____ Entries provided

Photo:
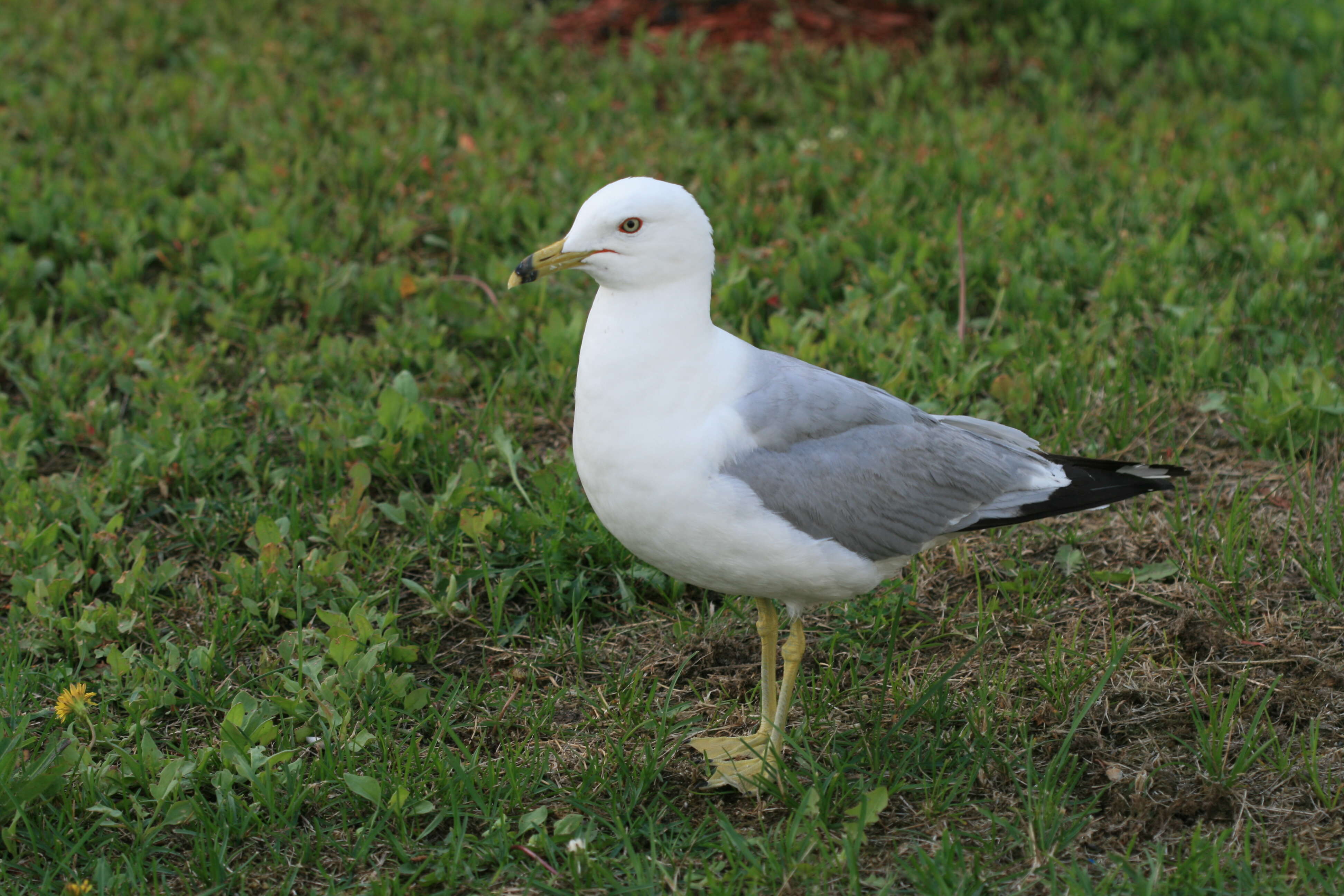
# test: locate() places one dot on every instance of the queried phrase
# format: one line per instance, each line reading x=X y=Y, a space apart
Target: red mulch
x=818 y=22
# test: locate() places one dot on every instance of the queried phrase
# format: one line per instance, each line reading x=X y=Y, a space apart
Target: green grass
x=296 y=502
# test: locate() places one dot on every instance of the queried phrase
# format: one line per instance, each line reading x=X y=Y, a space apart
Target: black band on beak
x=525 y=272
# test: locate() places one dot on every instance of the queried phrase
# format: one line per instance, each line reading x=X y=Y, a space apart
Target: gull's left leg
x=741 y=762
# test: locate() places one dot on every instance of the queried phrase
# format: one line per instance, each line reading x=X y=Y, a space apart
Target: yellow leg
x=768 y=626
x=792 y=663
x=741 y=762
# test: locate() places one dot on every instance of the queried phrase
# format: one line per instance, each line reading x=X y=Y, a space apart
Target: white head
x=631 y=234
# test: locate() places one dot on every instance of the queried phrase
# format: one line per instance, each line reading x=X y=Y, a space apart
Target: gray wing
x=847 y=461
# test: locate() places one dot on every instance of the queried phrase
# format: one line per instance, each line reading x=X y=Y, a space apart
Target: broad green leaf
x=268 y=532
x=533 y=821
x=866 y=812
x=342 y=649
x=1069 y=558
x=365 y=788
x=1156 y=571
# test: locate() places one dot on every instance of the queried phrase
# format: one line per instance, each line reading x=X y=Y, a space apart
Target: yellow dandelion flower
x=76 y=700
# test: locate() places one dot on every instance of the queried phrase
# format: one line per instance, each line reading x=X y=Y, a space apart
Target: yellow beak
x=545 y=261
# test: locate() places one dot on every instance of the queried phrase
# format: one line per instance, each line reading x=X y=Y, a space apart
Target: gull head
x=632 y=234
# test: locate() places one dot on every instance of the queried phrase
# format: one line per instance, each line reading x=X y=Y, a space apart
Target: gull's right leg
x=740 y=762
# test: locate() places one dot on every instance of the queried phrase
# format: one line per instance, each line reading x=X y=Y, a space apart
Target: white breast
x=652 y=428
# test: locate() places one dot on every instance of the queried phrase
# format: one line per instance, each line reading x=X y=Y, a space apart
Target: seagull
x=757 y=475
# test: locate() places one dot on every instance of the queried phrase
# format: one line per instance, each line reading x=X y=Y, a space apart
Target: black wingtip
x=1170 y=471
x=1093 y=483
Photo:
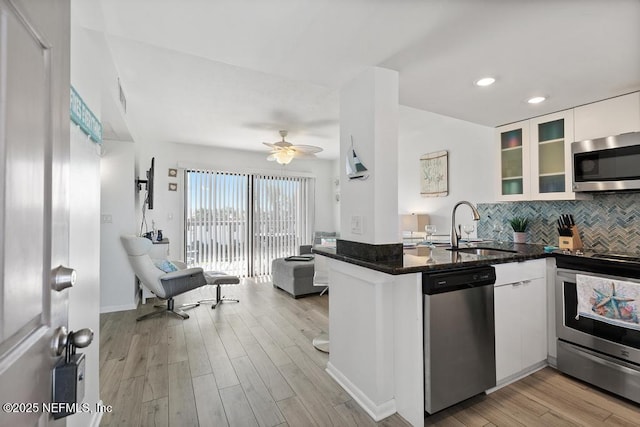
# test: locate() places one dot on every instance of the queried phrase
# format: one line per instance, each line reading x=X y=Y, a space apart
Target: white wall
x=168 y=205
x=472 y=162
x=117 y=289
x=369 y=116
x=84 y=222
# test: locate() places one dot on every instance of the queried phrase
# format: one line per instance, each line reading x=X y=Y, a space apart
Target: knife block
x=572 y=242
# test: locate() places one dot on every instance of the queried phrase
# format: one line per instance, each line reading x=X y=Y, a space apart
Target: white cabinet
x=520 y=303
x=612 y=116
x=535 y=159
x=551 y=162
x=514 y=162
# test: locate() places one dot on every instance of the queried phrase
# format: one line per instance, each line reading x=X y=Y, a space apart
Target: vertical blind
x=238 y=223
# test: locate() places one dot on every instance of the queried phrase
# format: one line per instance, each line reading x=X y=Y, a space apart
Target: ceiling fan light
x=283 y=157
x=485 y=81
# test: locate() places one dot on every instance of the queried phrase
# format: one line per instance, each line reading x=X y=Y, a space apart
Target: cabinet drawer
x=518 y=271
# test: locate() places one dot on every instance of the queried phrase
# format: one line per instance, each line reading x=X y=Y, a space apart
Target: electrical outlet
x=356 y=224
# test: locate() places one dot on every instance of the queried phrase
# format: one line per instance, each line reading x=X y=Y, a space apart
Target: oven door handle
x=602 y=360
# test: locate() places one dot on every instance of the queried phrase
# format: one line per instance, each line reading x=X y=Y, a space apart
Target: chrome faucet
x=455 y=237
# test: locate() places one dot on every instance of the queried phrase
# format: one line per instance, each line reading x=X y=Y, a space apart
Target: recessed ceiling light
x=485 y=81
x=536 y=99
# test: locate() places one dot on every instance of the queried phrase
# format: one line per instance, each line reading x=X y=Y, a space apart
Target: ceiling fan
x=283 y=151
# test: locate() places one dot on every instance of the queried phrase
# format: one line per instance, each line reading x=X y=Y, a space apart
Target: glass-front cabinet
x=535 y=159
x=551 y=138
x=514 y=161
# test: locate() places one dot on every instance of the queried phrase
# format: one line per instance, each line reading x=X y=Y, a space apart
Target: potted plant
x=519 y=225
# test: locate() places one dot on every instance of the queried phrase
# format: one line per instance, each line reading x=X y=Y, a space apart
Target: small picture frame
x=434 y=174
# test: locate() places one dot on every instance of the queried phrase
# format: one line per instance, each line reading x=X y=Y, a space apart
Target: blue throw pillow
x=165 y=265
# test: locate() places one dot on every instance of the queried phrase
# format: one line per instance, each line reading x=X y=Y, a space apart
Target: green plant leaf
x=519 y=224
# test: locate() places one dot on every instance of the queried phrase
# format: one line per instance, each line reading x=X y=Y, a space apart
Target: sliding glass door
x=239 y=223
x=282 y=218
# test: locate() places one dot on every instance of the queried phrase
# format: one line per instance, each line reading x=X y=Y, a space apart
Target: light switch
x=356 y=224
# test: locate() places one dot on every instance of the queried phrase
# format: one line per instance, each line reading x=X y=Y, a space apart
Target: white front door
x=34 y=212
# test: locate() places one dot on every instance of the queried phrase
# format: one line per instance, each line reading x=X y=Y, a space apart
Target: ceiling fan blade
x=302 y=155
x=307 y=148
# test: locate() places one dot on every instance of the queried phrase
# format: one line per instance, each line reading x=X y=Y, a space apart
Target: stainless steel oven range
x=605 y=354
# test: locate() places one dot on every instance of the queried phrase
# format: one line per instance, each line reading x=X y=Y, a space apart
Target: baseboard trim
x=112 y=308
x=97 y=415
x=377 y=412
x=520 y=375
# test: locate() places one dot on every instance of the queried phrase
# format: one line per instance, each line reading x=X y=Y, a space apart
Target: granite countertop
x=424 y=259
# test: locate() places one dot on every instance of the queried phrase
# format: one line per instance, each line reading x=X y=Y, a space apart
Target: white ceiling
x=233 y=72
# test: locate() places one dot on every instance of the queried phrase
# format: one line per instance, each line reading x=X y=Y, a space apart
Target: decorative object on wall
x=355 y=168
x=283 y=151
x=82 y=116
x=434 y=174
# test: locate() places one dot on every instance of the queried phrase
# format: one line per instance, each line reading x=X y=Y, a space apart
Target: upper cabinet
x=612 y=116
x=514 y=160
x=551 y=166
x=534 y=155
x=535 y=159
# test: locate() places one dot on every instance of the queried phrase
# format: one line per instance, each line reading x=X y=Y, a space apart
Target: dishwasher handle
x=452 y=280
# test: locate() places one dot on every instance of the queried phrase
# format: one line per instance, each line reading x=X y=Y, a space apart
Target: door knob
x=62 y=278
x=81 y=338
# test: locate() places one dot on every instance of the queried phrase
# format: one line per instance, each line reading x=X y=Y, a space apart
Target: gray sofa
x=296 y=277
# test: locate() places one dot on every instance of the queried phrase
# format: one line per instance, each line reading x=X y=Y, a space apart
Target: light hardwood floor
x=252 y=363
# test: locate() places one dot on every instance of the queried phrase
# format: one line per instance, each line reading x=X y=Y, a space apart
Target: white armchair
x=164 y=285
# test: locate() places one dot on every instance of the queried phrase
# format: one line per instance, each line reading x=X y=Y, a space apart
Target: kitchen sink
x=484 y=251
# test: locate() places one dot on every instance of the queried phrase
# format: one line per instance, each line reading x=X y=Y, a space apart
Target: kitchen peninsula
x=376 y=317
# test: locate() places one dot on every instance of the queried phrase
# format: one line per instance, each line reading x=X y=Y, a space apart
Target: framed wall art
x=434 y=175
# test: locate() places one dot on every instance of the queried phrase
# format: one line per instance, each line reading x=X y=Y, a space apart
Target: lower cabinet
x=521 y=317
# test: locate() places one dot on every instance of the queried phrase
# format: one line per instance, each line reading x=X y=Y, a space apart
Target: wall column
x=369 y=114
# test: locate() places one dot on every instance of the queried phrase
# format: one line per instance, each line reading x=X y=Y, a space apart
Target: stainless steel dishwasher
x=459 y=335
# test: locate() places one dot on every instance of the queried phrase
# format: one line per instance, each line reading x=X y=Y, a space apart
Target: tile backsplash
x=609 y=222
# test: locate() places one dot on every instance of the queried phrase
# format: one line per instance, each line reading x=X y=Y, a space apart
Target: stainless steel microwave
x=607 y=164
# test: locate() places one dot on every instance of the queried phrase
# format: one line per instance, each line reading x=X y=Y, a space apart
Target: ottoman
x=294 y=277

________

• **Exercise objective**: Only the lines from the one holding "Target: wall column" to the end of the entries above belong in the answer, each copied exactly.

• **Response for this exercise**:
Target: wall column
x=369 y=114
# test: locate() places one dot on every instance of the queried phrase
# format: one line per instance, each line reading x=X y=Y, a space apart
Target: stainless steel dishwasher
x=459 y=335
# test: locate() places one dot on every instance of the queried phrase
# format: one line per instance, each line reading x=X y=Y, a space apart
Target: tile backsplash
x=609 y=222
# test: locate() places one dot on every instance of the queried phrase
# format: one line per instance, each line reading x=X y=Y, a space apart
Target: stainless steel microwave
x=607 y=164
# test: locate() places one dot on every instance of the queried phrase
# format: one line per instance, each line reading x=X y=Y, a space apart
Target: ottoman
x=294 y=277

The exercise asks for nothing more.